**What to work on:** Switch "Record" to "List" in the items, from the line with "Practice step: point at the officer's" through the end, and return only those lines with everything else left as is.
— START Exercise data —
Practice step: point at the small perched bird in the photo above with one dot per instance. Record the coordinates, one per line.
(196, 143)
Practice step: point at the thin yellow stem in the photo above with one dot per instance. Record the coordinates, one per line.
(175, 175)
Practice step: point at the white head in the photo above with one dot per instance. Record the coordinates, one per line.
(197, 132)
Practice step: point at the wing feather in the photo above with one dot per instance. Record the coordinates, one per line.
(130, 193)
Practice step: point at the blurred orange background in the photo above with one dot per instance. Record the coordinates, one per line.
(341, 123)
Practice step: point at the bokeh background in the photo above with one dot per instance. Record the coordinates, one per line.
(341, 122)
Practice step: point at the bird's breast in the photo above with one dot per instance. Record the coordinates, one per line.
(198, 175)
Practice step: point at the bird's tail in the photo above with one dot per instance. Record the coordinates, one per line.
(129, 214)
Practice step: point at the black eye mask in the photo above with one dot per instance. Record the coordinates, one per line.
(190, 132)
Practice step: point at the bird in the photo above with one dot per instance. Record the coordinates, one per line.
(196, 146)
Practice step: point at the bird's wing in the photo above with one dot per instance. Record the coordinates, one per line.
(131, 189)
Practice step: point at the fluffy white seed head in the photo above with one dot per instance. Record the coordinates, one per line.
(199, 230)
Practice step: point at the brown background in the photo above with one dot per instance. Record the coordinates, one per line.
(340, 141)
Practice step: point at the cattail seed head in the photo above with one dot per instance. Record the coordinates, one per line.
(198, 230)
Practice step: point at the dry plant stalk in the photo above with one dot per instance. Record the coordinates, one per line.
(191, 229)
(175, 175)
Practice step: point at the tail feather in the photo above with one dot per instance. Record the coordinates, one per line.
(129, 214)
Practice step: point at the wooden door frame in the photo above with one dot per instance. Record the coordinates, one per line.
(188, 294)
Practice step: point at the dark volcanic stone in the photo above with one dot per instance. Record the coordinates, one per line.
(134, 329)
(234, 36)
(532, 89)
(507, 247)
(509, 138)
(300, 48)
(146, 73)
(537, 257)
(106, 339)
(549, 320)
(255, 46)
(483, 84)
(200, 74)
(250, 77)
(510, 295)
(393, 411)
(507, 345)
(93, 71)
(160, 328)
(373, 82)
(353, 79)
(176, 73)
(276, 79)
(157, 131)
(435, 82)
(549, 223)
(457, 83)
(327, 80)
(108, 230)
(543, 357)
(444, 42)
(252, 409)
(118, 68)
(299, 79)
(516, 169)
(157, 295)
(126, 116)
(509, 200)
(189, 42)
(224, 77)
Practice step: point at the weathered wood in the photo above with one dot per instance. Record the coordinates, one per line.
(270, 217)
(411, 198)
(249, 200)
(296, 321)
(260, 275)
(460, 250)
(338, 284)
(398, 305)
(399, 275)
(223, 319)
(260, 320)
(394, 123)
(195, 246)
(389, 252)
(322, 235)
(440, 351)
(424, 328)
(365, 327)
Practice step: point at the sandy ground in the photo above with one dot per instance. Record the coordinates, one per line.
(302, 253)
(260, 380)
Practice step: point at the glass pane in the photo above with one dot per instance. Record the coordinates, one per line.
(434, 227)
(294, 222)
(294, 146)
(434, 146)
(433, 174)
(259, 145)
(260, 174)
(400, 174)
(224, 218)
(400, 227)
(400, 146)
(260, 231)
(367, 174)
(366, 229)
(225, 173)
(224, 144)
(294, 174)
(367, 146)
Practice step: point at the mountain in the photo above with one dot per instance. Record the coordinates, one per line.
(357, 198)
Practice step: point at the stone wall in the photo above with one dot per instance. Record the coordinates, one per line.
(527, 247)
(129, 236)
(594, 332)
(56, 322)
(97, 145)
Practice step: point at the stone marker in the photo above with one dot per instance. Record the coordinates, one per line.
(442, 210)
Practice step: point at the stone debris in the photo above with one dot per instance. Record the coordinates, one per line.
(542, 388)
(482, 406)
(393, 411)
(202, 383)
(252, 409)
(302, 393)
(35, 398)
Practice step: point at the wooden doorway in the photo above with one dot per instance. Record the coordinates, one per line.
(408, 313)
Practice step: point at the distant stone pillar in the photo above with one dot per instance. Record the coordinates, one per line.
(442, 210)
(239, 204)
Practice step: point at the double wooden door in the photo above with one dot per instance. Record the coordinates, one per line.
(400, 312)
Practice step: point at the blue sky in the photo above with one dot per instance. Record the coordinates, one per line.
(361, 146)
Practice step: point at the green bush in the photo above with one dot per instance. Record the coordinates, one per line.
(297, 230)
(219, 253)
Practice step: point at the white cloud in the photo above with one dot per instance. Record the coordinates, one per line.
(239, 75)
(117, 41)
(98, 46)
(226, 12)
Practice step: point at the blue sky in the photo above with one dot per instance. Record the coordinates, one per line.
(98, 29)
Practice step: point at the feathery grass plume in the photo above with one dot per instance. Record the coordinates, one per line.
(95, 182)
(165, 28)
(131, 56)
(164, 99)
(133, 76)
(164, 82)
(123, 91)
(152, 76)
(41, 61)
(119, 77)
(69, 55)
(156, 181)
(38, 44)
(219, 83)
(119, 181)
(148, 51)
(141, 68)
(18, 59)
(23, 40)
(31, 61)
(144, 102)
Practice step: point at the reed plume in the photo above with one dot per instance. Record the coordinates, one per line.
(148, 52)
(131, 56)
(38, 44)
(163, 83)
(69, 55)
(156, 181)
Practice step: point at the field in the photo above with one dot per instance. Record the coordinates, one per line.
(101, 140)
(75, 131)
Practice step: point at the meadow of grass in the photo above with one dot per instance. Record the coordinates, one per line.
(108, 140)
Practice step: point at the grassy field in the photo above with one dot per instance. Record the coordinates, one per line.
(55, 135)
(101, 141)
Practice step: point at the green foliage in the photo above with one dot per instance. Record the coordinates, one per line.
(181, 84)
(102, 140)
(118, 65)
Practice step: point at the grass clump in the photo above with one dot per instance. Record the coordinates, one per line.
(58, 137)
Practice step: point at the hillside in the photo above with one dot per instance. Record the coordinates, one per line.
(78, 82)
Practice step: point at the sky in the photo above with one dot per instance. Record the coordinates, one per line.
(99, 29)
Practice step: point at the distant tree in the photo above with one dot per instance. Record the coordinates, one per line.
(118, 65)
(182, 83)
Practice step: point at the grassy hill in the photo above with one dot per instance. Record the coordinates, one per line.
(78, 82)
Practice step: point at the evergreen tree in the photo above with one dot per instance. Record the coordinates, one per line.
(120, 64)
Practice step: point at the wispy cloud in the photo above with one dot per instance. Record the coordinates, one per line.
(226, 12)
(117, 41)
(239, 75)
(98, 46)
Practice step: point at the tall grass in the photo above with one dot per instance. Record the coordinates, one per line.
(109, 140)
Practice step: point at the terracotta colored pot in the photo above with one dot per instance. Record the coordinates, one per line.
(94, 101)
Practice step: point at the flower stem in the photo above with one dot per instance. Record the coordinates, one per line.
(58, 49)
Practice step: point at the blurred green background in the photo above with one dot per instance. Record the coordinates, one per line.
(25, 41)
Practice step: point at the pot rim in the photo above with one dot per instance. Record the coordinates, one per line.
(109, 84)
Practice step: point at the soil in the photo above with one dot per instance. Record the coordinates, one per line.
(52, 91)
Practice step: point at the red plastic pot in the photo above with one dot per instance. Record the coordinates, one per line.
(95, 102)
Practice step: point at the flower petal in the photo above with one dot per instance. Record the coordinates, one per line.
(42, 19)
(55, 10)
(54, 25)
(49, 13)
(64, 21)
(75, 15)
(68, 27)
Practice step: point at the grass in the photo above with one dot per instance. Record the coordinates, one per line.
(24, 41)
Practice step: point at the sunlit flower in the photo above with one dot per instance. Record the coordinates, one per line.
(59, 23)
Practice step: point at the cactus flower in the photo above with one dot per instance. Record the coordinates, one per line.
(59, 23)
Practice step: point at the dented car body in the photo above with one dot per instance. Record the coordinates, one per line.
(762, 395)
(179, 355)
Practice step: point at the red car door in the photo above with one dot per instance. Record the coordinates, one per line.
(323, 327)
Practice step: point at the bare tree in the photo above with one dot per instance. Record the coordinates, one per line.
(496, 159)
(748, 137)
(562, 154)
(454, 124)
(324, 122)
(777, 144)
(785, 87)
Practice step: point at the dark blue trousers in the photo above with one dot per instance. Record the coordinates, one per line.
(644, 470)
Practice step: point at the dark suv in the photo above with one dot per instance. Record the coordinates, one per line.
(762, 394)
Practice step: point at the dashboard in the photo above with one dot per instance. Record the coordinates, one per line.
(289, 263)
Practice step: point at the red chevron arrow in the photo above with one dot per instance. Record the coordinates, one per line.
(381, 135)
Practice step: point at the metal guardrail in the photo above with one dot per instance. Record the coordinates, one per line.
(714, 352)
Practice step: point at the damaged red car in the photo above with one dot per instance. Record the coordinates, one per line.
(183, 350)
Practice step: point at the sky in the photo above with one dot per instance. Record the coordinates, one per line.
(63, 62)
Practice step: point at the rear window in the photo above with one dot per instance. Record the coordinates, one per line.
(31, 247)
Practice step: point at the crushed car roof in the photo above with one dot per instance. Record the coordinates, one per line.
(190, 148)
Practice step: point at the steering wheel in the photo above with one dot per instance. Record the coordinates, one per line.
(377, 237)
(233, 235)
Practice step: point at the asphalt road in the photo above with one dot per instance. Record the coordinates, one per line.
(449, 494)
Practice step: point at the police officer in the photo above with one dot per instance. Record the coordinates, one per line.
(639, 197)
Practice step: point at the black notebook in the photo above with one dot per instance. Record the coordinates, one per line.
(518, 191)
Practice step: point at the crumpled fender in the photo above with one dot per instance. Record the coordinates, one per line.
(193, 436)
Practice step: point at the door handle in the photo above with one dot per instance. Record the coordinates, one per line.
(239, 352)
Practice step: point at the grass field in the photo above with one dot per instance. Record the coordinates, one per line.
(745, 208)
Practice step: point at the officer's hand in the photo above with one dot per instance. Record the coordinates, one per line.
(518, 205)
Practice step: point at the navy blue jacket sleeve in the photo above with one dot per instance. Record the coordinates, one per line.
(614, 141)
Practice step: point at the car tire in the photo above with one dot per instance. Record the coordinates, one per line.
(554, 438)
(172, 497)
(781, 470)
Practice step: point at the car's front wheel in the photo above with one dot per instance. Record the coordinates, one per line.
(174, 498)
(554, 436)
— END Exercise data —
**Exercise result:**
Practice step: point at the officer's hand in the photo above with one dot per instance. List the coordinates, one per line.
(518, 205)
Practice step: point at the navy blue jacket sleeve in the photo above with one dot per instance. List the coordinates, one per line.
(614, 141)
Practice step: point at the car tire in the photo above with one dot per instance. List the coordinates, one per line.
(554, 438)
(172, 497)
(781, 470)
Practice step: point at the car's front wheel in the photo above with one dot per instance. List the coordinates, one per line.
(174, 498)
(554, 436)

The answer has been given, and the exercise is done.